═══ Exercise material
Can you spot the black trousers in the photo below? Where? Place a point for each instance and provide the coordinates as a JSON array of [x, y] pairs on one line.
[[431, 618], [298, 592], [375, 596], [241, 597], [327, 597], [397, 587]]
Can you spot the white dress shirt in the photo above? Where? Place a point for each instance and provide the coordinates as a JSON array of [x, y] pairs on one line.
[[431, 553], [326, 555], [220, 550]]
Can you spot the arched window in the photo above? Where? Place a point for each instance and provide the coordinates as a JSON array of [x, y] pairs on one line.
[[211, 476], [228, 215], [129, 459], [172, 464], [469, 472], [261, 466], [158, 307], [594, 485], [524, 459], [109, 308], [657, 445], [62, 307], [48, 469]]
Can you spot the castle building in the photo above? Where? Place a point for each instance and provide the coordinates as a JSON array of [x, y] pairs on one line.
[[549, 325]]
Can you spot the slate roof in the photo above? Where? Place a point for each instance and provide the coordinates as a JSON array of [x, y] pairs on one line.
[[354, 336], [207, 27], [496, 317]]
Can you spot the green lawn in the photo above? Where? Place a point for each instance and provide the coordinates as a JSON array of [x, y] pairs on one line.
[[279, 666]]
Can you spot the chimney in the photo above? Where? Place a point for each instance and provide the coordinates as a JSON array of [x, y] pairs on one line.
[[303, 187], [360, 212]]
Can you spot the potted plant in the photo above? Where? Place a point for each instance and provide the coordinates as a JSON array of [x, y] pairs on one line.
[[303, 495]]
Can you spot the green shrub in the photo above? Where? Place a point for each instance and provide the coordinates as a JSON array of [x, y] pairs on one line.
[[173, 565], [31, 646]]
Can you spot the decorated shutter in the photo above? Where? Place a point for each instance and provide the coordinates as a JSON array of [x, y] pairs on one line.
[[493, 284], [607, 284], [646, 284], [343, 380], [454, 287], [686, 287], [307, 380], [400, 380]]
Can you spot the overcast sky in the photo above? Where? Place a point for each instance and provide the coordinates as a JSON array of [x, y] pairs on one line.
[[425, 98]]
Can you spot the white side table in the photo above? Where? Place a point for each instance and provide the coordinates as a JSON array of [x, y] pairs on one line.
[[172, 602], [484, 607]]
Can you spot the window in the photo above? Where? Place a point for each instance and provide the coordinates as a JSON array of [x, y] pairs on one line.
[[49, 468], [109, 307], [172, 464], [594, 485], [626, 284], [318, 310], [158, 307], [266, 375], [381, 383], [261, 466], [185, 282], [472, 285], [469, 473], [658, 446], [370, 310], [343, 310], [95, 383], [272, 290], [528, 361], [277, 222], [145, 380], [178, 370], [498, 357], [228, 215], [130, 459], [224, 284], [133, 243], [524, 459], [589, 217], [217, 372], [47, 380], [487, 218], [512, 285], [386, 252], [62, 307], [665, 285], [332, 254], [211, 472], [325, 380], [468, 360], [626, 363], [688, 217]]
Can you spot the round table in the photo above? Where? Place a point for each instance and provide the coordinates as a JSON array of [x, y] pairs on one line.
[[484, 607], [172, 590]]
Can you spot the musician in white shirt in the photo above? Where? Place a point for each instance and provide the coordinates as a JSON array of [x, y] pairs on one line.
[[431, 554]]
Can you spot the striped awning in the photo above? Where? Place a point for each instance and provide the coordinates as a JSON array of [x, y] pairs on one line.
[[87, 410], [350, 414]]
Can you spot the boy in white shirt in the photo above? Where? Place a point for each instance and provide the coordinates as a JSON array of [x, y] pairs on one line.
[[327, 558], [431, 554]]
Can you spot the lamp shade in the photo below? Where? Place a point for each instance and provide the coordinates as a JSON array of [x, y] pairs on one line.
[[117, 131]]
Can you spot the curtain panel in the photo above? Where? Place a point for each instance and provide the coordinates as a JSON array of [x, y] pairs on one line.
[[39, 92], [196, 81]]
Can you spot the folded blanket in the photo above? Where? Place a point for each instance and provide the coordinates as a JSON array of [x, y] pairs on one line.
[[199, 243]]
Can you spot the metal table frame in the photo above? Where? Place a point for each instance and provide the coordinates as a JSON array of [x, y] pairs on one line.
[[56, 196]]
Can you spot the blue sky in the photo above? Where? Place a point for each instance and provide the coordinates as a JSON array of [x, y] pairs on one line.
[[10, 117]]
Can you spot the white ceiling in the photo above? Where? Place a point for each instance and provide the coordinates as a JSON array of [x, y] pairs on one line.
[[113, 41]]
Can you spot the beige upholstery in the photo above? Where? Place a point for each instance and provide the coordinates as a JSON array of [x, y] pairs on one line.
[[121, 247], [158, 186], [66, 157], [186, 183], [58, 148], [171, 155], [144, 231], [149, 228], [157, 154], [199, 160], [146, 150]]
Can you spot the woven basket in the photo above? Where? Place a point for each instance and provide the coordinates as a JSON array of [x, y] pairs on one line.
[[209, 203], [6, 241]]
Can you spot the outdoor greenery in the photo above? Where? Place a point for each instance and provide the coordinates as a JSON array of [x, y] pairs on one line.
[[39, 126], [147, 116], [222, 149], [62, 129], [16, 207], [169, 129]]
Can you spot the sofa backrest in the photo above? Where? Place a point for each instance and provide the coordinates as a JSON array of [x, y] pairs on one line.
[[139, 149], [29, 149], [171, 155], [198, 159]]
══════
* [What the exercise asks]:
Exactly reproduce the lines from the one containing "Can you spot the woven" through the end of the records, and only those lines.

* [Final answer]:
Can you spot the woven basket in the photo above? Where? Place a point for each instance and provide the coordinates as a JSON array of [x, y] pairs on one line.
[[209, 203], [6, 241]]
Can you spot the outdoor greenery in the photo above? Where? Place a point for each instance and provide the coordinates as a JSON array of [x, y] pairs on one line.
[[39, 126], [147, 116], [222, 149], [62, 129], [16, 207], [169, 129]]
Can you spot the sofa backrest in the photo above? Where? Place a point for each instance and provide the coordinates as a JSON array of [x, y] pairs on one line.
[[139, 149], [29, 149], [171, 155], [198, 159]]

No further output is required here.